#### [PAGE EXTRACT]
--------
When Deanne Lyons stopped her car alongside of Interstate 70 just before noon Monday, she wasn't thinking about car troubles.
When a Missouri Highway Patrol trooper pulled up to check that she was all right and parked safely, Lyons explained her motivation — drawing attention to housing challenges caused by the COVID-19 shutdown.
Her vehicle, decked out with pink scrawls of text reading "WWJD?" and "Cancel Rent" and yellow ribbons fluttering in the wind, caught the eyes of westbound travelers zipping by the mile 148 exit in Kingdom City for nearly an hour.
"There are people definitely double-taking," Lyons said.
Lyons, along with her partner, Aaron Loker, and their canine companions, Leslie Feinbark and Lilith, were joined by 60 other Missourians parked every few miles along the shoulder of I-70. The protest stretched from Kansas City to St. Louis.
The goal of the effort by the Coalition to Protect Missouri Tenants was to bring attention to housing problems and homelessness during the COVID-19 pandemic and demand action from Gov. Mike Parson.
"This pandemic is just showing how many issues we had before, but it is just so much worse now," Lyons said. "To be told you have to stay home to survive — what do you do if you're evicted? What do you do if you're homeless?"
The coalition, which includes more than 50 community, labor and faith organizations from across the state, has outlined multiple demands, including a rent and mortgage suspension, an eviction moratorium and an expansion in services for people experiencing homelessness.
--------
#### [DATASET EXTRACT]

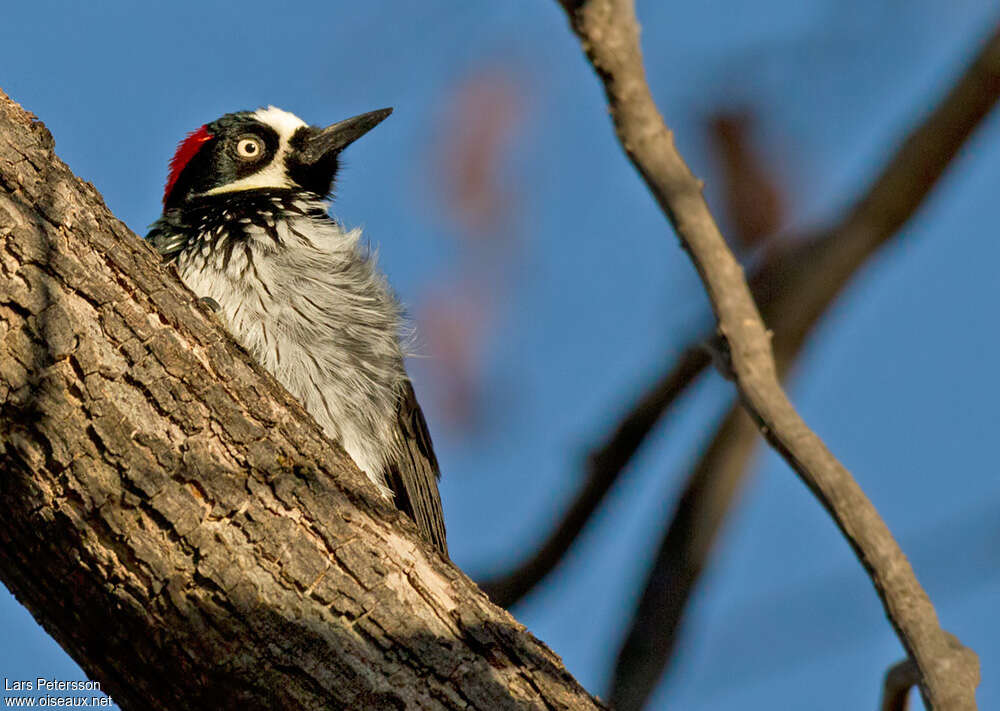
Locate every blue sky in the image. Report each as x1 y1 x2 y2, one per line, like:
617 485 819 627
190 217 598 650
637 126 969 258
0 0 1000 711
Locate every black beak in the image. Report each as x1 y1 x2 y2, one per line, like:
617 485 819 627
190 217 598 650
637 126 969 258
299 109 392 165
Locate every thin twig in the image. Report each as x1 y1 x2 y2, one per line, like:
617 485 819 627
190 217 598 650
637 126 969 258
611 22 1000 711
482 16 1000 624
480 347 710 607
563 0 979 711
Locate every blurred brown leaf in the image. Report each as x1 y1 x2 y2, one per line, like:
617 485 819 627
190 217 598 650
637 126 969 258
707 111 786 247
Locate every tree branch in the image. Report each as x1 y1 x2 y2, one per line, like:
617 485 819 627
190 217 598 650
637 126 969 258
0 92 601 709
482 18 1000 609
562 0 979 709
480 346 711 607
611 22 1000 711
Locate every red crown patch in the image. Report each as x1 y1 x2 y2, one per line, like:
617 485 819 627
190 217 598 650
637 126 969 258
163 126 215 205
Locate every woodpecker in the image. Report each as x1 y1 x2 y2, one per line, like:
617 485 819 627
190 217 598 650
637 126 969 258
146 106 447 555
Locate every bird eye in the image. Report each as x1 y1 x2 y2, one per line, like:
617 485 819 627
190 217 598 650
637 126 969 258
236 136 264 160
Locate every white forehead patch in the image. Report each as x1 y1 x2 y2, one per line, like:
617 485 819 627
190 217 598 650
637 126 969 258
202 106 308 195
253 106 307 144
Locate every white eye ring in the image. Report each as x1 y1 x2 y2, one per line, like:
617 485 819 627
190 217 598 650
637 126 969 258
236 136 264 160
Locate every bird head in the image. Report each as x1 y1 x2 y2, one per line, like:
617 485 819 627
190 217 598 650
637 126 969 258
163 106 392 209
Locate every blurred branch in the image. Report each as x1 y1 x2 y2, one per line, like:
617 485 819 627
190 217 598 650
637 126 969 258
480 346 711 607
880 657 920 711
482 19 1000 628
562 0 979 709
611 20 1000 710
609 407 758 711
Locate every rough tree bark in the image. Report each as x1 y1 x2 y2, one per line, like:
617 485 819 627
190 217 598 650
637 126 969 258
560 0 979 711
0 92 601 710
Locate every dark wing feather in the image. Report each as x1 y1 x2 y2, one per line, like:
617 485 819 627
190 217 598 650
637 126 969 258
386 380 448 557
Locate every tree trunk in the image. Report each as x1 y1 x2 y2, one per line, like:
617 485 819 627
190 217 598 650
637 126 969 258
0 92 601 710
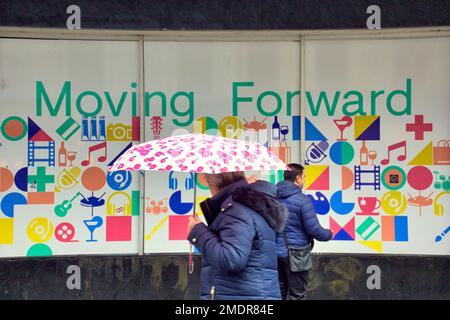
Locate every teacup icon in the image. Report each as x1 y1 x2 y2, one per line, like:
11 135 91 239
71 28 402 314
356 197 381 216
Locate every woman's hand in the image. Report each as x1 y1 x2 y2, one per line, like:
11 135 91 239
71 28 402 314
188 215 201 235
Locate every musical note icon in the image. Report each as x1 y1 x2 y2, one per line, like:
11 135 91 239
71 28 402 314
381 140 406 166
81 142 106 167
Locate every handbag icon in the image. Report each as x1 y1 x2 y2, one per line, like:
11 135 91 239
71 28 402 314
433 140 450 165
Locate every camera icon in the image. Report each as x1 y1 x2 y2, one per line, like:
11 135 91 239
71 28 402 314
106 123 132 141
389 174 400 184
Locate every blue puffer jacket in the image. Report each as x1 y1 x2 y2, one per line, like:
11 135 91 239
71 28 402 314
188 179 288 300
277 180 333 258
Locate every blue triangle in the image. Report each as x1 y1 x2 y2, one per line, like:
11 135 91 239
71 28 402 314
305 117 328 141
333 229 355 240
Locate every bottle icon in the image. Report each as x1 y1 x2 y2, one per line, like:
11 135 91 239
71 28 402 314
359 140 369 166
58 141 67 167
272 116 280 140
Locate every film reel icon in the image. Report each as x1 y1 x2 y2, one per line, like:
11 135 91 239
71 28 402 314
55 222 77 242
27 218 53 243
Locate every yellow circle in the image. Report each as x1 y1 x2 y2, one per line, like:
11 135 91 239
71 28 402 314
219 116 244 139
381 190 408 216
27 218 53 243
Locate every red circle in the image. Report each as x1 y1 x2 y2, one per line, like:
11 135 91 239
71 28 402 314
407 166 433 190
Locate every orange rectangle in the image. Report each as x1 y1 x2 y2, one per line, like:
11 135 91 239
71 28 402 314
381 217 395 241
27 192 55 204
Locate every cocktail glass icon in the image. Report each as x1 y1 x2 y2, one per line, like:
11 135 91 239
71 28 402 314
333 116 353 141
83 216 103 242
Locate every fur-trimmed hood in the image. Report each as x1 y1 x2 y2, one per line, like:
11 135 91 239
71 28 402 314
232 180 289 233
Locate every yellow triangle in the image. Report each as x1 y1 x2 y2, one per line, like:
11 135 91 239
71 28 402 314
408 142 433 166
355 116 379 139
358 241 383 253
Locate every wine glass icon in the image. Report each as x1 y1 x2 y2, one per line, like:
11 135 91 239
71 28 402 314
280 126 289 140
369 150 377 165
333 116 353 141
83 216 103 242
67 151 77 167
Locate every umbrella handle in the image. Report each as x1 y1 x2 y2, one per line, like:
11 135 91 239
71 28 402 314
188 244 194 274
188 172 197 274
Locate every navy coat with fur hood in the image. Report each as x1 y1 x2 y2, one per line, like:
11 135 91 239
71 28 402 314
188 179 288 300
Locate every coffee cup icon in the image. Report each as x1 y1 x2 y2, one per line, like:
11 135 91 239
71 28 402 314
356 197 381 216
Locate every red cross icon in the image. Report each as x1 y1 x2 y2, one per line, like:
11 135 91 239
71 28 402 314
406 114 433 140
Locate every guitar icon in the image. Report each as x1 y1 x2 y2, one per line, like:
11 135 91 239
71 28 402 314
54 192 81 217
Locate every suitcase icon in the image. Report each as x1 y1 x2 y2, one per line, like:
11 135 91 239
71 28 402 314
433 140 450 165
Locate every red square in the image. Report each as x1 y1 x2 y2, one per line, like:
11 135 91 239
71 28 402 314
169 215 189 240
106 216 132 241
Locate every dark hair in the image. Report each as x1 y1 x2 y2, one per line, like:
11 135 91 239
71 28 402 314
205 171 245 190
284 163 305 182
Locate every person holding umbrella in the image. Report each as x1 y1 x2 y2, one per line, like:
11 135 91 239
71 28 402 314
188 172 288 300
109 133 290 299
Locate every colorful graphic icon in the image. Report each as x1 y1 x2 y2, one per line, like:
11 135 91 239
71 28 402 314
27 243 53 257
381 140 406 166
305 117 328 141
83 216 103 242
55 222 78 242
330 191 355 215
28 118 55 167
0 218 14 244
355 166 380 190
0 192 27 218
169 216 189 240
307 191 330 215
330 141 355 165
53 192 81 217
0 116 28 141
106 123 133 141
145 197 169 215
408 142 433 166
433 140 450 166
81 116 106 141
330 217 355 241
106 171 132 191
356 197 381 216
219 116 244 139
381 190 408 216
406 114 433 140
56 117 80 141
305 165 330 190
434 226 450 242
305 141 328 165
27 217 53 243
381 216 408 241
356 217 380 241
106 216 132 241
55 167 81 192
381 166 406 190
333 116 354 141
169 190 194 215
354 116 380 141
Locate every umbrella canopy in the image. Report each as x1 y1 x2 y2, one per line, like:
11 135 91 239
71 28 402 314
109 133 289 174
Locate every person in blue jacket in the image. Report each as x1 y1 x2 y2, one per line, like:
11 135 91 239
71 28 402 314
277 163 333 300
188 172 288 300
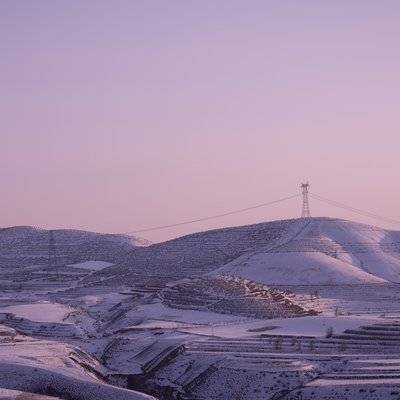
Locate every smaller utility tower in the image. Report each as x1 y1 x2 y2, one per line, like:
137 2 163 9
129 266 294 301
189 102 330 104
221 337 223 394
48 231 60 280
300 182 311 218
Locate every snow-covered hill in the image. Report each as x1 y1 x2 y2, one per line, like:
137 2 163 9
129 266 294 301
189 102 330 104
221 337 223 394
87 218 400 285
0 226 148 267
213 218 400 285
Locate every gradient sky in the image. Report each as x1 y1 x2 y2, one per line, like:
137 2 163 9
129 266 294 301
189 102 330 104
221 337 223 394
0 0 400 241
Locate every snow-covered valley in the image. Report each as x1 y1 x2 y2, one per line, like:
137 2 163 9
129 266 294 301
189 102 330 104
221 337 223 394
0 218 400 400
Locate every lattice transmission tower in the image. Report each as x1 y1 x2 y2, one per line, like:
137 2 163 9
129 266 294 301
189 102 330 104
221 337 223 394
48 231 60 280
300 182 311 218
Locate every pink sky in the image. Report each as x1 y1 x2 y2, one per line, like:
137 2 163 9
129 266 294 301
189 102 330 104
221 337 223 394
0 0 400 241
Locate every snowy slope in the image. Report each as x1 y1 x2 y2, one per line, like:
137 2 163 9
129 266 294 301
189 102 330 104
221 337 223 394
213 253 385 285
212 218 400 285
0 226 148 267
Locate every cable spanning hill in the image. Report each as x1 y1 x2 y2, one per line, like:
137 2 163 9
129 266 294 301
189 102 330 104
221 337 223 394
0 226 148 267
86 219 307 285
86 218 400 285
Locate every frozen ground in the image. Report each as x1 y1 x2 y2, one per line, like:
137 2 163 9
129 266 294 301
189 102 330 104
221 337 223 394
0 302 71 322
68 260 113 271
0 218 400 400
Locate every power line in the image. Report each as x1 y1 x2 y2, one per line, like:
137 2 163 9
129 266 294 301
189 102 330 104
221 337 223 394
310 193 400 225
124 194 300 235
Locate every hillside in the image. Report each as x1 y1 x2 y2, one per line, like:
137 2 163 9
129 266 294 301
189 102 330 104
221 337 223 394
0 226 147 267
87 218 400 285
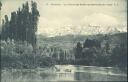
--------
#### [TASK INSTRUCTIONS]
In the article about the I-70 protest, why did Lyons stop her car on the shoulder of the interstate? Answer in one to three sentences.

#### [FINISHED TASK]
She stopped to draw attention to housing challenges caused by the COVID-19 shutdown, not because of car trouble. She was part of a protest by the Coalition to Protect Missouri Tenants, which aimed to highlight housing problems and homelessness during the pandemic and demand action from Gov. Mike Parson.